--- Extrait choisi ---
* * * *

À côté de la porte, un écriteau: «Salle de formation». À l’intérieur, un écran, une longue table, des caméras et des micro. Me voilà dans une salle de conférence de presse, format poupée.

Philippe, un ex-journaliste et responsable de la formation en prise de parole dans les médias, me plante derrière un lutrin. Tout à coup, un collègue, Pierre, déboule dans la salle. Empoigne un micro. Commence à me mitrailler de questions difficiles. Il joue le journaliste prêt à me mordre pour obtenir la réponse qu’il veut alors que je suis éblouie par une LED très puissante qui permet à la caméra d’avoir un bon niveau de lumière.

«Madame, vous n’avez pas tenu compte de certains faits! Comment expliquez-vous ceci? Pourquoi cela?»

– Euh! Écoutez… Je ne suis pas responsable de…

Après cinq bonnes minutes, Philippe, me coupe le sifflet.

– C’est beaucoup trop long. Vous avez la manie de commencer vos phrases par «Écoutez». À éviter! Vous n’avez pas réussi à résumer votre pensée. Bafouillage. Pire: vous avez passé la patate chaude à quelqu’un d’autre. Grosse erreur! Il faut éviter de montrer sa nervosité (sueur, visage qui tremble) à une question piège d’un journaliste. Les téléspectateurs vont croire que vous cachez quelque chose. N’oubliez pas que ce ne sont que vos réponses qui sont reprises à la télévision, et non les questions. Il faut savoir répondre calmement, de manière positive. Ne mentez pas. Passez plutôt l’information sous silence en délivrant votre message au lieu de répondre à la question comme un bon élève.

Euh…

«C’est notre rôle de poser les questions les plus difficiles», tente de s’excuser Pierre, associé au sein de LaFrenchCom, l’agence de communication de crise. Une maison dont 96 % du chiffre d’affaires provient de contrats de gestion de crise. Une société qui engendre des porte-parole inébranlables devant les journalistes et leur caméra. Ils enseignent aussi aux politiciens ou aux entrepreneurs à mieux parler en public.

Ces spécialistes de la communication de crise ont distillé leurs conseils à des dirigeants d’entreprises de premier plan. Ils ont surveillé les éventuels dérapages qui auraient pu ternir l’image d’athlètes lors de scandales médiatiques faisant la une des médias. Ces consultants ont épaulé des stars dans la tourmente arrêtées en état d’ébriété afin qu’elles n’occupent pas les colonnes des faits divers.

La communication de crise : une mission impossible ?

Chaque fois, au téléphone, Pierre entend la même question: «Allô Pierre? J’ai un problème. Qu’est-ce que je fais?»

Ça, ce sont toutes des « crisettes »! fanfaronne ce professionnel réputé de la communication et de la gestion de réputation. Celui qui a déjà géré la tournure des événements lors de grandes grèves avec séquestrations de patrons ne cache pas son plaisir à sauter dans les remue-ménage numériques et autres merdiers médiatiques.

Même les missions impossibles ne le font pas ciller. Comme redorer l’image et la réputation d’une entreprise dont la sulfureuse patronne a récemment multiplié les déclarations polémiques ? Son regard s’allume: «Oh! Ici, on parle de changement en profondeur», rétorque-t-il.

* * * *

--- Lignes répertoriées ---
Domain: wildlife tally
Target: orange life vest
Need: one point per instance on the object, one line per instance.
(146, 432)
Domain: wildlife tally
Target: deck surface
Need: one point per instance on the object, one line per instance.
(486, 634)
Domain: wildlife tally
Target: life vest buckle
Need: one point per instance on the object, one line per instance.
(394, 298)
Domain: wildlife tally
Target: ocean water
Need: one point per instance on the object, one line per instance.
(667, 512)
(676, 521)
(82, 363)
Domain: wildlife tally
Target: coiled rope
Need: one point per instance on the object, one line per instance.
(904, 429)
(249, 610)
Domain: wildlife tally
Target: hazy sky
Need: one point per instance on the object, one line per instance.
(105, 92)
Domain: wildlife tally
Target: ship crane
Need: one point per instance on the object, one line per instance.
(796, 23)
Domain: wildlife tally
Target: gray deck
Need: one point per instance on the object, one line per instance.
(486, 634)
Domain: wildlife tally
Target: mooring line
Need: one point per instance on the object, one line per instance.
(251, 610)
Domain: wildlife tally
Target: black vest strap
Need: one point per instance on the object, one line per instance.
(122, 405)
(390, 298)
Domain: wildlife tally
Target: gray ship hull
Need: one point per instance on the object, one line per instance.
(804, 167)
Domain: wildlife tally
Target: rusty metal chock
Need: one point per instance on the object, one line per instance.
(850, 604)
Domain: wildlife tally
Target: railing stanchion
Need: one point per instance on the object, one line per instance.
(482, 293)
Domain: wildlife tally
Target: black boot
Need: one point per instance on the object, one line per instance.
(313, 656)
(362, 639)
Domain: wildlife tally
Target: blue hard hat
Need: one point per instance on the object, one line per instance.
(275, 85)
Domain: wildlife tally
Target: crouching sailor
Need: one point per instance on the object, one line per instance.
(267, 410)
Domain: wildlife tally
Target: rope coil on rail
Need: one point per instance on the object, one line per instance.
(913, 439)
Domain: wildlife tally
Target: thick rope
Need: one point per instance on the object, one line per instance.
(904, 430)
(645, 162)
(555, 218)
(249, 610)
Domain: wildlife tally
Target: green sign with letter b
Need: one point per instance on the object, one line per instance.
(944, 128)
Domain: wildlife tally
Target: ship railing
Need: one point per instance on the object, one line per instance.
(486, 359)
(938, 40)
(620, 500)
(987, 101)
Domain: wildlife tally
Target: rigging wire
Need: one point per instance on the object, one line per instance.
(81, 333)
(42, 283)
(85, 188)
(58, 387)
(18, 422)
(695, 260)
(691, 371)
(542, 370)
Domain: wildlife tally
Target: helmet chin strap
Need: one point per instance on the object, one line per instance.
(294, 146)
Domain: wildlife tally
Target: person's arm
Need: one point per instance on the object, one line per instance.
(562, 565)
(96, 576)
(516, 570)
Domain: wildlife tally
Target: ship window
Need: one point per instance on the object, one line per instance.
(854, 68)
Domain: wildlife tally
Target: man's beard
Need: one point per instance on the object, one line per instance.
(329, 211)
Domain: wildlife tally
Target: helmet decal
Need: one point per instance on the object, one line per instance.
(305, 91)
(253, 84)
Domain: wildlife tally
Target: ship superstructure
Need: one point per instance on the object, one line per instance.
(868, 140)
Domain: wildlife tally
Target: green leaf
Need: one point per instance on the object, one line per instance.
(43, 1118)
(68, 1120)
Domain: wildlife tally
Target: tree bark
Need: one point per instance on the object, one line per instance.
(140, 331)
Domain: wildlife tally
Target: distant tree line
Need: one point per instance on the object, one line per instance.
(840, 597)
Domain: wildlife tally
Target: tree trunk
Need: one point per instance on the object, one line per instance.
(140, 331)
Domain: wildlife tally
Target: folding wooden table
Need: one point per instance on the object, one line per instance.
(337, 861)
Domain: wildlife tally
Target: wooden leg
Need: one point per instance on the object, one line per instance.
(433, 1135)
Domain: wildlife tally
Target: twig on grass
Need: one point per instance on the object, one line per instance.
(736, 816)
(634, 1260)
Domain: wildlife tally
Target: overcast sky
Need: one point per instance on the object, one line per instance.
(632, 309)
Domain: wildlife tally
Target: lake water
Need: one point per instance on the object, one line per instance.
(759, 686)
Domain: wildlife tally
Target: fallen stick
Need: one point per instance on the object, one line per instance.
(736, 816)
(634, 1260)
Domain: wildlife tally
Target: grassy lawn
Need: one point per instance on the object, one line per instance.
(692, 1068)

* * * *

--- Liste des tâches ---
(a) D'après l'extrait sur la formation à la prise de parole dans les médias, quelle part du chiffre d'affaires de LaFrenchCom provient de contrats de gestion de crise ?
(b) Prolongez, s'il vous plaît, le récit sur la formation à la communication de crise à partir de sa dernière phrase.
Les lignes ne sont d'aucune utilité pour ce travail.

--- Réponses aux tâches ---
(a) 96 % de son chiffre d'affaires.

(b)
Avouer pour bien communiquer

L’aveux («Oui. C’est vrai, nous devons admettre…») suivi d’un: «Cependant, nous avons pris toutes les mesures afin que ce genre d’incident ne se reproduise plus…» est un des trucs de gestion de crise qui a fait ses preuves. «Le fait d’avouer humanise une entreprise en mauvaise position», explique Pierre. Ça ne vous rappelle pas certains passages TV de personnalités faisant une confession médiatique ?

«Faute avouée à demi pardonnée», glisse adroitement Philippe. Mais toute vérité n’est pas bonne à dire? «Effectivement», avoue Pierre. D’où l’importance de centraliser l’information en situation de crise, précise le stratège en communication. Voilà qui explique la prolifération des porte-parole. De véritables empêcheurs d’informer pour les journalistes qui préfèrent interroger les personnes directement impliquées dans un dossier. Comment débusquer un scoop ou retracer la vérité quand on vous sert une réponse bien emberlificotée?

Daniel, l’un des porte parole du ministère de l’intérieur, pense autrement. «Avant ma formation (de porte-parole), j’avais le coeur qui me débattait, la gorge sèche et bien de la difficulté à m’exprimer clairement lorsque je me retrouvais subitement entourée de journalistes et de caméras.» Daniel se souvient amèrement d’un article paru dans lequel on trouvait une phrase du genre: «Les policiers ont peur d’agir… C’est peut-être ce que j’avais dit, mais ça ne reflétait pas ma pensée. Je voulais plutôt signifier que les policiers craignaient les critiques suite aux interventions.»

Le lendemain de la parution de l’article, il se fait apostropher fermement par ses collègues: «Qu’est-ce t’as dit là?»

«Maintenant j’organise mieux mes messages pour les médias. Je suis beaucoup plus à l’aise pour rencontrer les journalistes, je dirais même que j’aime ça!» affirme le policier.

L’avantage d’un porte-parole? S’il est trop bavard ou s’il commet une bévue en ondes, on le fait disparaître du portrait. C’est un fusible. Ou alors on prétexte qu’il n’était pas mandaté pour faire telle déclaration. Hop! «Alors que si c’est le politicien ou le PDG lui-même qui commet une erreur devant les caméras, explique Pierre, là, c’est plutôt difficile de le remplacer…»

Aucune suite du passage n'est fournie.